Task details: How many lines of the data below contain the string "wooden", with case counting? Give only the number.

Data provided:

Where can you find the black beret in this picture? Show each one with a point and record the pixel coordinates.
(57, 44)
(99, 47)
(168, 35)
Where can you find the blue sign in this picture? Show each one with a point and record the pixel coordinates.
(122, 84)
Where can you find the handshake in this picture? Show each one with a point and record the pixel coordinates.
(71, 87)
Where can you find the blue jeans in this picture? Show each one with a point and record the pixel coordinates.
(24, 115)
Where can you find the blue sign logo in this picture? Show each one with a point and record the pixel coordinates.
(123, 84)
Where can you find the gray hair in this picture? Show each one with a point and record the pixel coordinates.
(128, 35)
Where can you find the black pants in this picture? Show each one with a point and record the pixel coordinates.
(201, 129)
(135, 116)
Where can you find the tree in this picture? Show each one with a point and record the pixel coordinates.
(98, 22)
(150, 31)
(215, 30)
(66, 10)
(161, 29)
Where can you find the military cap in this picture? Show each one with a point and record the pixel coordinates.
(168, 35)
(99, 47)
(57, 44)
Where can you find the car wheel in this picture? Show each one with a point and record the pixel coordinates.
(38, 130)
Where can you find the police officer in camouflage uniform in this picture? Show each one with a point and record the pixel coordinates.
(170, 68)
* * *
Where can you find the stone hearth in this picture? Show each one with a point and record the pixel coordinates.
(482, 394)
---
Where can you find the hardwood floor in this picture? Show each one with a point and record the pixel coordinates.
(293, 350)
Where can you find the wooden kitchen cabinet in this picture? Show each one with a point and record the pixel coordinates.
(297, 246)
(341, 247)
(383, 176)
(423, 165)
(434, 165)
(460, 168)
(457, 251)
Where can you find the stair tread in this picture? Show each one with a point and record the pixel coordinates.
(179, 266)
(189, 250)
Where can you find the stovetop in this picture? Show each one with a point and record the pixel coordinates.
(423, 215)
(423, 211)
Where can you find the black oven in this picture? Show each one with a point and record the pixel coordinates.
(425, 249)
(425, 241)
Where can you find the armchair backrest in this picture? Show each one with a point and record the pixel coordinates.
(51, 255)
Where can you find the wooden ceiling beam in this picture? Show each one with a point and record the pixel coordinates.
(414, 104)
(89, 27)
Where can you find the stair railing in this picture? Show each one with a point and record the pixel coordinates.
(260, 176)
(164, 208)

The completed task: 2